§ **WRITTEN REQUEST**
Return every line of the listing that contains the string "lattice".

--- Begin THE INPUT ---

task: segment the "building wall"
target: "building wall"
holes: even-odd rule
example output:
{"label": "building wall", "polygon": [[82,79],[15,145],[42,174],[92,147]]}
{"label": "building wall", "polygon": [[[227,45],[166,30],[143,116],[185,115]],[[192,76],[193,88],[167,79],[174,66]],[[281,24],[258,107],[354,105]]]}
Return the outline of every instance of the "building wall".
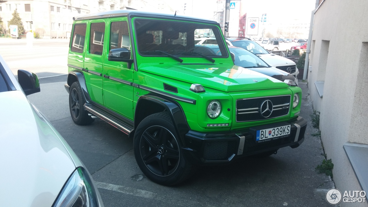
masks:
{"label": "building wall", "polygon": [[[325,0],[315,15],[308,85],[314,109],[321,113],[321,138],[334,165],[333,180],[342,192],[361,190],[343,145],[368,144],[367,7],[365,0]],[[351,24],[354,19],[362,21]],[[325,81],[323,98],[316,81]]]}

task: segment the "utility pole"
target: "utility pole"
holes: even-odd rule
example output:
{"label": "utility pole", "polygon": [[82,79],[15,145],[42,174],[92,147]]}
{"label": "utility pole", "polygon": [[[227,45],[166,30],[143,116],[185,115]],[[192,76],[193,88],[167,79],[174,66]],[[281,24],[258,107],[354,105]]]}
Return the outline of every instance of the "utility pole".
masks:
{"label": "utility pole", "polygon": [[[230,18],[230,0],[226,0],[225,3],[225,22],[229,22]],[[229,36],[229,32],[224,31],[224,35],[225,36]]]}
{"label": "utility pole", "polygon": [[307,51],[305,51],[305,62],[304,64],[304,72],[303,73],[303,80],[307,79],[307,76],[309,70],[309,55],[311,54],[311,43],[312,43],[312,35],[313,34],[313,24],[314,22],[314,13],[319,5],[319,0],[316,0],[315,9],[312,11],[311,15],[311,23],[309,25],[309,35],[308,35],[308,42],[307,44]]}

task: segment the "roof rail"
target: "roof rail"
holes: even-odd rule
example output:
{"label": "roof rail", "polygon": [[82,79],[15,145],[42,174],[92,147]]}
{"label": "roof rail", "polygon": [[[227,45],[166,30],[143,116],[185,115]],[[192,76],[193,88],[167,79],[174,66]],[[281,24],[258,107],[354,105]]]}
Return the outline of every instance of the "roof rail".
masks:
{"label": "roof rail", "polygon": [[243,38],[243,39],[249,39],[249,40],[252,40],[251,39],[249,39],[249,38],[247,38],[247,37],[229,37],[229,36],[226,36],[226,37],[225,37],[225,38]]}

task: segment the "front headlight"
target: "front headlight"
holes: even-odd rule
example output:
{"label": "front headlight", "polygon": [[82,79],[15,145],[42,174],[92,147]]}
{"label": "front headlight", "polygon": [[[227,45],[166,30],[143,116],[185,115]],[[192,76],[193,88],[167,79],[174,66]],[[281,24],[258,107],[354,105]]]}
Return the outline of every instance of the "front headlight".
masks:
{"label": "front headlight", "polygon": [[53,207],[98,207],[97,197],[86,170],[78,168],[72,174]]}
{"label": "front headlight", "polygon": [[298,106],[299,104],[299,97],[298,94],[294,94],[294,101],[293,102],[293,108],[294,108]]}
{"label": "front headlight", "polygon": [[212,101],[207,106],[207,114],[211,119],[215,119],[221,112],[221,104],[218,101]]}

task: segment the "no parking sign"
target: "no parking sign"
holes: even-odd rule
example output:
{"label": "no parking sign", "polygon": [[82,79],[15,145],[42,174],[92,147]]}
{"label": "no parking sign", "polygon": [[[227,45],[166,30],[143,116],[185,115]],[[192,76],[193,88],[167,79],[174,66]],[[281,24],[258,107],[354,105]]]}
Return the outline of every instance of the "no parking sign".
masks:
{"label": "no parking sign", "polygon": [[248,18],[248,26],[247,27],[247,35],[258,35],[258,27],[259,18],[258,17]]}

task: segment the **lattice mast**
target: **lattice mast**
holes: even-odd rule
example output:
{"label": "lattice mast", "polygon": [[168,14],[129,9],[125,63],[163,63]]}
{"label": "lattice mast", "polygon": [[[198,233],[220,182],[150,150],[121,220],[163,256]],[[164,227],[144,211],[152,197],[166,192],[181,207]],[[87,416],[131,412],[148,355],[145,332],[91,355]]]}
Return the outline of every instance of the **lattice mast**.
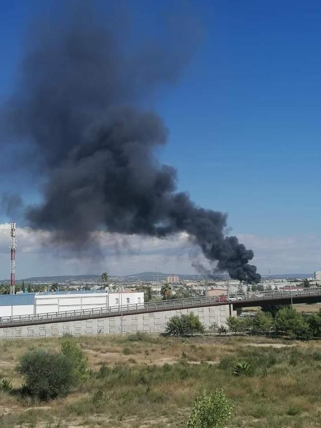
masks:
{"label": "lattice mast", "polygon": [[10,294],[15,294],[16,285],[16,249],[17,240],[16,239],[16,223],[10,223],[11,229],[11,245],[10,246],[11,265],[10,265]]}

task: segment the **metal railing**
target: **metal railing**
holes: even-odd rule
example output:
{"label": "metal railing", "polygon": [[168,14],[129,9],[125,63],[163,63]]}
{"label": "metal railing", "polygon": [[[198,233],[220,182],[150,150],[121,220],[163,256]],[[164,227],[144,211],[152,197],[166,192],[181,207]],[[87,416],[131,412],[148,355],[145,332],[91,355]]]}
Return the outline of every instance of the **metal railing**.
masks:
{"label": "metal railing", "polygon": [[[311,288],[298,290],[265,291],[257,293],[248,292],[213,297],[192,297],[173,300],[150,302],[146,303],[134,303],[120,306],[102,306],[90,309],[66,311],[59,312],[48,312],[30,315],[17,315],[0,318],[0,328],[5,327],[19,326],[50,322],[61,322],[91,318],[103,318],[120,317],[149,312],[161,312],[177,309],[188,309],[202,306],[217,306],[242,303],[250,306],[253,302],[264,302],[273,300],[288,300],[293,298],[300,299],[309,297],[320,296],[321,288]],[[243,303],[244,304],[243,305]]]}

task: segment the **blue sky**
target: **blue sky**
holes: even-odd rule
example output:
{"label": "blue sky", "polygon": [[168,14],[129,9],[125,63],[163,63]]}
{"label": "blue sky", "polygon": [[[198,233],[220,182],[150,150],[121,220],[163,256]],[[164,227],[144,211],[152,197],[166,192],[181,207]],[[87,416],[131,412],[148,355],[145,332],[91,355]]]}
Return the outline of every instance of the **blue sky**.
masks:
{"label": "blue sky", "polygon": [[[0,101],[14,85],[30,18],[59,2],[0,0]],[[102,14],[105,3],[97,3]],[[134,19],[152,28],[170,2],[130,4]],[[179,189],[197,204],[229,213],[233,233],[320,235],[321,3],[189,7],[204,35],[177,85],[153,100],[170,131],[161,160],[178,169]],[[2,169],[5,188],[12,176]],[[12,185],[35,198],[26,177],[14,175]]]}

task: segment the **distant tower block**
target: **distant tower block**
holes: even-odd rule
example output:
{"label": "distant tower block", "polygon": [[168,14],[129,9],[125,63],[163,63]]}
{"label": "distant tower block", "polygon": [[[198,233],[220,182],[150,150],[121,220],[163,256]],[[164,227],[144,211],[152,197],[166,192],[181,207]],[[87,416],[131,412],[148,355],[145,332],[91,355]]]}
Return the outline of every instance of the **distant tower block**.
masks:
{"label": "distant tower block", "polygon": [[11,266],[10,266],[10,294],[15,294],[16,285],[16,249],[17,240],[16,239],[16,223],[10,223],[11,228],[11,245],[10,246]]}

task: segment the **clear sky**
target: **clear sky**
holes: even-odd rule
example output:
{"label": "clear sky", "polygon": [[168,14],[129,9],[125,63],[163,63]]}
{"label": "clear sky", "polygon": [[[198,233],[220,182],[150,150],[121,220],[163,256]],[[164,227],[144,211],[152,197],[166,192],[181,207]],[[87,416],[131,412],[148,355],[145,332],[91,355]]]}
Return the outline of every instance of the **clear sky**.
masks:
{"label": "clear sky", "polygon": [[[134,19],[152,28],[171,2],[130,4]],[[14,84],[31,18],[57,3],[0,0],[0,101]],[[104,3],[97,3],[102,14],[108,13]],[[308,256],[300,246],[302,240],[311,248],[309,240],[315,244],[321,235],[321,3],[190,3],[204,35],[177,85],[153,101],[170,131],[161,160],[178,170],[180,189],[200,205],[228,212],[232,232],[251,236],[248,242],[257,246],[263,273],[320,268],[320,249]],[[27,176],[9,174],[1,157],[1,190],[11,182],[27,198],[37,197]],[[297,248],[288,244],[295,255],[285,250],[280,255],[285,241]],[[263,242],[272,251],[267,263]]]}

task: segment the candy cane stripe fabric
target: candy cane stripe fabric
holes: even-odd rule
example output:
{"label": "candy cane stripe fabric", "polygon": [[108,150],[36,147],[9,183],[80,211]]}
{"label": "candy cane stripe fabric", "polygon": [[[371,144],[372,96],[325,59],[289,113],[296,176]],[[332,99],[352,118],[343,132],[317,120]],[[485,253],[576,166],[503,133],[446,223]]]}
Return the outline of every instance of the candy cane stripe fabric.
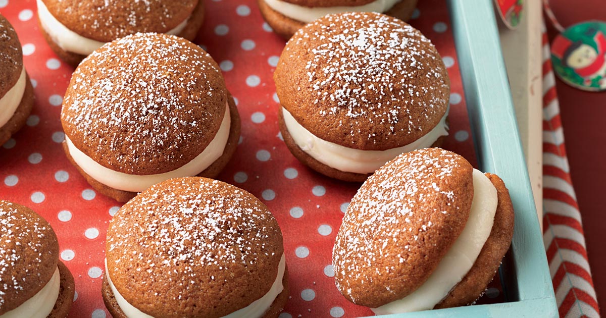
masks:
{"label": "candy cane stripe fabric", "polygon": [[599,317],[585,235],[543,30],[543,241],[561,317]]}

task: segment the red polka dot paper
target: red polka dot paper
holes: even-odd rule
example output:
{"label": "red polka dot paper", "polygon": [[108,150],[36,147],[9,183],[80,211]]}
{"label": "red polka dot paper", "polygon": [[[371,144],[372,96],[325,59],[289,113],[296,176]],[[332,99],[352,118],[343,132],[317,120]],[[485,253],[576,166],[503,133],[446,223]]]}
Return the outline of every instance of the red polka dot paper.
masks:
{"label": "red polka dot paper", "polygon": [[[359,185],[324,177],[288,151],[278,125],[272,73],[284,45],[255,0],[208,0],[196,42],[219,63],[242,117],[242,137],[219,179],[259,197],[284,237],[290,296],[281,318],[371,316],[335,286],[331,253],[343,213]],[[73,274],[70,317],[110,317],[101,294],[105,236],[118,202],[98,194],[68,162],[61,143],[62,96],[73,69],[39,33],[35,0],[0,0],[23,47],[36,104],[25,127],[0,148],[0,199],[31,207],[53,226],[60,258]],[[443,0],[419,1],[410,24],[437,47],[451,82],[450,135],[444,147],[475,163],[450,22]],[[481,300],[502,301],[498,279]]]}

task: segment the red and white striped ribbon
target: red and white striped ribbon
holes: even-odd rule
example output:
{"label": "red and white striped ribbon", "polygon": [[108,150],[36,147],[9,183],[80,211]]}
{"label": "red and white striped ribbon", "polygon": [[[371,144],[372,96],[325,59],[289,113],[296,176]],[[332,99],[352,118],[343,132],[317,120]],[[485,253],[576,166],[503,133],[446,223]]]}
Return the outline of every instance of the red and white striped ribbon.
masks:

--- End THE INPUT ---

§ **RESPONSE TO THIS EXERCISE**
task: segment the **lattice mast**
target: **lattice mast**
{"label": "lattice mast", "polygon": [[168,14],[129,9],[125,63],[163,63]]}
{"label": "lattice mast", "polygon": [[[198,233],[220,182],[150,150],[121,220],[163,256]],[[164,227],[144,211],[152,197],[166,192],[181,207]],[[87,416],[131,412],[148,355],[145,332],[91,355]]]}
Return the outline of every instance of the **lattice mast**.
{"label": "lattice mast", "polygon": [[10,294],[15,294],[16,285],[16,249],[17,240],[16,239],[16,223],[10,223],[11,229],[11,245],[10,246],[11,265],[10,265]]}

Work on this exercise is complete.